Il mio praticantato si è svolto nell'ambito della medicina interna nell'Ospedale cantonale di Ginevra, dal 1948 al 1953. Dopo un periodo di insegnamento della letteratura a Baltimora, tra il 1953 e il 1956, sono ancora stato interno all'Ospedale Psichiatrico Universitario di Cery (Losanna) dal 1957 al 1958. Intanto la mia tesi di dottorato in storia letteraria su Rousseau, La trasparenza e l'ostacolo, veniva pubblicata. E' lì, nella biblioteca dell'Ospedale psichiatrico, nel 1958-59, che ho scritto la Storia del trattamento della malinconia, che mi ha fatto conferire, qualche mese più tardi, il titolo di Dottore in medicina dall'Università di Losanna.

L'insegnamento a Baltimora mi fu affidato grazie alla generosa amicizia di Georges Poulet, di cui avevo fatto conoscenza negli incontri di Royaumont, nel 1948. Debbo molto a quelle riunioni dell'History of Ideas Club di Johns Hopkins, ove si ritrovavano, ogni anno, storici, filosofi, scienziati, filologi (penso in particolare a Spitzer); così che, rientrato a Ginevra, il primo insegnamento al quale sono stato chiamato, nel 1958, si intitolava "Storia delle idee". L'insegnamento della letteratura francese non si è aggiunto, esplicitamente, che nel 1965, quando Marcel Raymond è andato in pensione.

● **COMPITI DA SVOLGERE**
#1 Per favore, trascrivi parola per parola il tratto del brano sul percorso di studi che va da "Il mio praticantato" fino a "dall'Università di Losanna.".
#2 Rispondi in base al brano sul percorso di studi:
(a) In quale ospedale si è svolto il praticantato in medicina interna?
(b) Quale opera è stata scritta nella biblioteca dell'Ospedale psichiatrico nel 1958-59?
(c) In che anno si è aggiunto l'insegnamento della letteratura francese?
#3 Prosegui il brano sul percorso di studi a partire dal punto in cui si interrompe.

● **DATI**
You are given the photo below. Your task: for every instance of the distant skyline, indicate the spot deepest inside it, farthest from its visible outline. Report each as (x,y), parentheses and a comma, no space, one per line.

● **RISULTATI ATTESI**
#1
Il mio praticantato si è svolto nell'ambito della medicina interna nell'Ospedale cantonale di Ginevra, dal 1948 al 1953. Dopo un periodo di insegnamento della letteratura a Baltimora, tra il 1953 e il 1956, sono ancora stato interno all'Ospedale Psichiatrico Universitario di Cery (Losanna) dal 1957 al 1958. Intanto la mia tesi di dottorato in storia letteraria su Rousseau, La trasparenza e l'ostacolo, veniva pubblicata. E' lì, nella biblioteca dell'Ospedale psichiatrico, nel 1958-59, che ho scritto la Storia del trattamento della malinconia, che mi ha fatto conferire, qualche mese più tardi, il titolo di Dottore in medicina dall'Università di Losanna.

#2
(a) Nell'Ospedale cantonale di Ginevra.
(b) La Storia del trattamento della malinconia.
(c) Nel 1965.

#3
Mi sono a lungo esercitato con il pianoforte, per mio diletto, per il piacere della lettura degli spartiti, per ritornare a quelli più cari per meglio interpretarli. E, nel caso di Ravel, al suo Tombeau de Couperin. Un tempo, interrompendo la lettura o la scrittura, mi concedevo un intervallo per cimentarmi con una sonata di Scarlatti o una suite di Bach. Mi capitava anche, tra amici, di partecipare a serate musicali. La frase musicale, quella classica, con la sua libertà misurata, ha qualcosa di commovente, fin quasi alle lacrime. Come in una sinfonia di Haydn, di cui non ricordo ora il numero di catalogo, quando ascolto il minuetto a rovescio, ove una suite di note prima si dipana e poi si rovescia, con sapienza e levità. E' interamente governata dall'intelligenza, ma vi affiora la flessibilità di un essere naturale, come di una pianta.

 

Insegnamento, ricerca, scrittura. Ho ricevuto una lista dei miei corsi registrati e conservati nell'Università di Ginevra. Vi scopro un titolo: La coscienza del corpo: Valéry, Supervielle, Michaux. Ecco, resta uno dei miei progetti attuali, rileggere un certo numero di testi letterari, per scoprire ciò che essi dicono dell'attenzione di un soggetto al proprio corpo, un "ascolto di sé" che il linguaggio scientifico  chiama "cenestesia". Ho pubblicato articoli sul tema, ma il libro non è ancora pronto.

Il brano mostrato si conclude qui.